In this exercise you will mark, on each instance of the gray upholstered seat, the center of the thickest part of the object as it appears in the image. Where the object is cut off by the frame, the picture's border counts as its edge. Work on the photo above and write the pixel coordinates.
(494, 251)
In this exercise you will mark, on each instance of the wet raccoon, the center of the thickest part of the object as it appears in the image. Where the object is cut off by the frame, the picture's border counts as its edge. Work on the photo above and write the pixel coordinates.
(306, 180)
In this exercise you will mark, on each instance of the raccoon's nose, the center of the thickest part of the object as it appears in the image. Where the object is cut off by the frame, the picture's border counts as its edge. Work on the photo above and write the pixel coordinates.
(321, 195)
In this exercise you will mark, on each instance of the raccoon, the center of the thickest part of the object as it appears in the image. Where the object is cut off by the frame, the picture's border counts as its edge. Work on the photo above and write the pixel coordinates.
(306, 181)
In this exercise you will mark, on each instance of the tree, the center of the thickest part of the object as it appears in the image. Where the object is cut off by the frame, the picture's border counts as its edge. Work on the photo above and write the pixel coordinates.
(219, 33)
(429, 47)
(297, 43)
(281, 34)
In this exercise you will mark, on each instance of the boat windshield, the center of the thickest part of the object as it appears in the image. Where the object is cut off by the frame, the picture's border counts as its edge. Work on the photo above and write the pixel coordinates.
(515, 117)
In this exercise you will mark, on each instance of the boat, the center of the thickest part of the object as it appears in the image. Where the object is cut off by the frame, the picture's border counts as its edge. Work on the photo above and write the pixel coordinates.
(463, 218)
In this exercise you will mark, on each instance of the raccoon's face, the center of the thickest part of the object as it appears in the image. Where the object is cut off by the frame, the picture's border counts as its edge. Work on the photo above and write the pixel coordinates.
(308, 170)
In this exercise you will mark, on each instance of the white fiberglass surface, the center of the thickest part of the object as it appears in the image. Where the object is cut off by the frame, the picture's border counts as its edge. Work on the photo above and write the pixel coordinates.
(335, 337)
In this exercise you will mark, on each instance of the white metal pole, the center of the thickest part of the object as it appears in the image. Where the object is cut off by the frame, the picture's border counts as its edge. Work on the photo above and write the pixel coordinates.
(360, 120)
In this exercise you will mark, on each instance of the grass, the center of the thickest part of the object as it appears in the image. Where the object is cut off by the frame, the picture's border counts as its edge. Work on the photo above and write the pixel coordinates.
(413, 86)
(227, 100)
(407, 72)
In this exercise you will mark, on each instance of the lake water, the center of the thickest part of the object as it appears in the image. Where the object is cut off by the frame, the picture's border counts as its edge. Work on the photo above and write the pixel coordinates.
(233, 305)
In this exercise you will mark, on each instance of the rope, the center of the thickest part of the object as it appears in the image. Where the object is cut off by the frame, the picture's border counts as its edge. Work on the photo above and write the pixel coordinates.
######
> [Action item] Return every record above exactly as written.

> [Response]
In this exercise you will mark, on each instance of the gray upholstered seat, the center of the thickest part of the object as it appears in the image. Where the object is cut off by the frame, the picture's border counts as its edge. Work on the photo above and write the pixel coordinates.
(494, 251)
In this exercise you will mark, on each instance of the wet raccoon, the center of the thickest part of the object as it appears in the image. Where the object is cut off by the frame, the picture's border counts as its edge. Work on the photo above and write the pixel coordinates.
(306, 180)
In this exercise you will mark, on each instance of the raccoon's nose, the center of the thickest part of the object as it appears in the image. Where the object is cut off by the frame, the picture's border counts as its edge. Work on the photo above and write the pixel coordinates.
(321, 195)
In this exercise you will mark, on each instance of the raccoon, the center of the thickest part of the object as it appears in the image. Where the object is cut off by the frame, the picture's border counts as its edge. Work on the photo above and write the pixel coordinates.
(306, 181)
In this exercise you will mark, on each instance of the tree, the center of the thickest part of the object as it appears in the image. Where the object is cut off by the frame, the picture's border counts as its edge. Work on the photo above and write the pixel coordinates.
(219, 33)
(429, 47)
(297, 43)
(281, 34)
In this exercise you will mark, on each instance of the boat windshield, the center of the thickest part of the object as it appears in the image. Where the object is cut off by the frame, the picture's border counts as its edge. Work on the photo above and write the pixel coordinates.
(515, 117)
In this exercise you will mark, on each instance of the boat, the center of the thickest part of the object as it appears in the image. Where the object is cut off by the frame, the picture's border counts as its edge. Work on the photo above and write the pixel coordinates.
(463, 218)
In this exercise you will mark, on each instance of the raccoon's face, the center of the thickest part of the object as it appears in the image. Where the object is cut off by the frame, the picture's border counts as its edge. Work on the photo above and write the pixel coordinates.
(308, 170)
In this exercise you will mark, on each instance of the white fiberglass surface, the center of the thickest part of the object as it appears in the image. Where the object is cut off by the frame, the picture's border counts as its edge. Work on the photo above and write the pixel coordinates.
(335, 337)
In this exercise you will mark, on each instance of the white metal pole, the center of the thickest part of the object as it appears in the image. Where the object is cut off by the frame, the picture's border counts as its edge. Work on the photo above and write the pixel coordinates.
(360, 120)
In this exercise you will mark, on each instance of the grass, the center of the thickest part of the object as it appears in the image. Where the object is cut off by the frame, the picture's border counts as its edge. Work on the photo above and write the pixel coordinates.
(413, 86)
(227, 100)
(407, 72)
In this exercise you will mark, on each instance of the lake water, the center of the thickest part of the object as it appears in the image. Where the object is cut off by the frame, the picture's border counts as its edge. Work on the photo above and write the pixel coordinates.
(233, 305)
In this exercise you will mark, on each instance of the rope, the center of the thickest part of the object as it appears in the image. Where the object is cut off by the frame, the picture's border counts as its edge. Work on the photo above and write the pixel coordinates.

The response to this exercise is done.